# Exercise task
Count the lines in the records below that contain the string "reflective", and reply with only that number.
----------
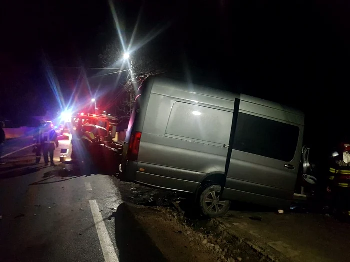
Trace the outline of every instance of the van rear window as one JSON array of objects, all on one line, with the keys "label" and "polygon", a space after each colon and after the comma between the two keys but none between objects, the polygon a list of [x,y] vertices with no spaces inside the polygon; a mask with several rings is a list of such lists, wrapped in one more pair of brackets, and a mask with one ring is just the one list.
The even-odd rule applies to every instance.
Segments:
[{"label": "van rear window", "polygon": [[286,162],[295,154],[299,127],[240,112],[234,148]]}]

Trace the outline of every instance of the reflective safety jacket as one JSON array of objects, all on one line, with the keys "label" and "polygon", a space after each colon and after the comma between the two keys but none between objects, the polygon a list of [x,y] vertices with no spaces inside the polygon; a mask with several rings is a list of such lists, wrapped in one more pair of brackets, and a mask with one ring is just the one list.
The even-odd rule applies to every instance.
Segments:
[{"label": "reflective safety jacket", "polygon": [[56,131],[51,129],[48,132],[46,132],[42,134],[42,142],[44,144],[58,144],[58,136]]},{"label": "reflective safety jacket", "polygon": [[343,160],[334,161],[330,168],[330,180],[333,186],[350,188],[350,163]]},{"label": "reflective safety jacket", "polygon": [[87,140],[92,142],[95,139],[95,136],[93,133],[88,131],[85,131],[82,136],[82,139],[86,139]]}]

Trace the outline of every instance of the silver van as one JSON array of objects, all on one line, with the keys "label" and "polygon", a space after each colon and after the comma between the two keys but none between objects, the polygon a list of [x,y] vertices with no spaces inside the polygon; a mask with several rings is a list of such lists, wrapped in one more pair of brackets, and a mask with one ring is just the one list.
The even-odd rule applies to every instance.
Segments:
[{"label": "silver van", "polygon": [[196,194],[204,214],[230,200],[284,208],[293,199],[304,116],[244,94],[158,77],[138,88],[120,177]]}]

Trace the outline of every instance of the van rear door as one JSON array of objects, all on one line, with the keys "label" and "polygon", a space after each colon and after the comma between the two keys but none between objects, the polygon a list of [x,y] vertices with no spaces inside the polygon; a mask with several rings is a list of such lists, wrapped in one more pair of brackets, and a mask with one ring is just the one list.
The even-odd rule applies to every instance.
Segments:
[{"label": "van rear door", "polygon": [[138,87],[128,127],[122,154],[120,178],[132,180],[134,176],[144,121],[148,105],[152,81],[142,82]]}]

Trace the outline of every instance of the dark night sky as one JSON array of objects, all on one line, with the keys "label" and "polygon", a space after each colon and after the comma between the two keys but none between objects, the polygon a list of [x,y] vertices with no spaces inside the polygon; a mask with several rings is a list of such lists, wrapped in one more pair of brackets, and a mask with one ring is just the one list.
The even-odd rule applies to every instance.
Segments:
[{"label": "dark night sky", "polygon": [[[34,2],[6,4],[2,15],[0,115],[8,117],[24,113],[22,106],[11,106],[14,90],[42,90],[38,101],[44,107],[53,99],[44,54],[55,66],[100,67],[98,54],[118,35],[107,0]],[[340,110],[347,103],[346,1],[120,0],[115,4],[128,40],[140,13],[137,40],[170,23],[142,48],[194,79],[209,78],[220,83],[216,86],[290,104],[312,116],[312,124],[333,117],[330,108]],[[54,72],[68,96],[79,70]],[[36,113],[33,107],[26,112]]]}]

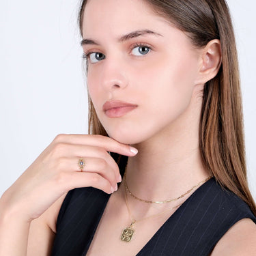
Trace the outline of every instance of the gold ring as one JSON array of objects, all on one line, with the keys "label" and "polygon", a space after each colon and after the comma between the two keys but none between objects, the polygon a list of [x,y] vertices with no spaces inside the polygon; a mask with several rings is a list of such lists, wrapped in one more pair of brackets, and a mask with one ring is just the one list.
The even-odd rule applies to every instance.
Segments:
[{"label": "gold ring", "polygon": [[81,171],[83,171],[83,167],[85,167],[85,160],[83,158],[79,158],[78,164],[79,164],[79,167],[81,169]]}]

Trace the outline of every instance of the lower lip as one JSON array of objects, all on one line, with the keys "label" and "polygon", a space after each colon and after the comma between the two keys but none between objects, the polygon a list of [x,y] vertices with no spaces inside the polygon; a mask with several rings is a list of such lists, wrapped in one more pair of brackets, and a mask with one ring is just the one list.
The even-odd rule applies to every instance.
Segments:
[{"label": "lower lip", "polygon": [[113,108],[105,111],[105,114],[109,117],[120,117],[134,109],[137,106],[122,106],[119,108]]}]

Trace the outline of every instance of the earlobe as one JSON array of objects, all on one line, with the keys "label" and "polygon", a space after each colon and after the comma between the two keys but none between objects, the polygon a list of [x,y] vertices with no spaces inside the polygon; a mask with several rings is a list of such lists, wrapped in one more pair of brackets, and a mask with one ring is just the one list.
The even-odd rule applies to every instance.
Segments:
[{"label": "earlobe", "polygon": [[218,74],[222,63],[221,42],[214,39],[208,42],[201,51],[201,61],[197,84],[205,83]]}]

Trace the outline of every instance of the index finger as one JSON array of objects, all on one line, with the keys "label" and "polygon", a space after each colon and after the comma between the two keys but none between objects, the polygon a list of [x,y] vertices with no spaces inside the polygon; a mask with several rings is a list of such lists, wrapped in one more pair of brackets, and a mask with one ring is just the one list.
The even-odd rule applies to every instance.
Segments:
[{"label": "index finger", "polygon": [[133,156],[138,153],[138,150],[135,147],[121,143],[113,139],[103,135],[61,134],[57,135],[53,141],[100,147],[106,151],[128,156]]}]

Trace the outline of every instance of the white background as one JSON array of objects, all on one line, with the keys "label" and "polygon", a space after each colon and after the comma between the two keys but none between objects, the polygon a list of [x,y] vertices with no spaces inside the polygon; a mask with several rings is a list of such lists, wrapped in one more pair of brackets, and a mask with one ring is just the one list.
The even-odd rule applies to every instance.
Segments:
[{"label": "white background", "polygon": [[[57,134],[87,133],[79,1],[0,1],[0,196]],[[256,4],[228,3],[239,52],[249,185],[256,199]]]}]

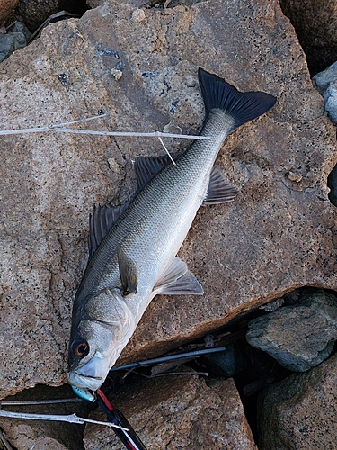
----------
# Reply
2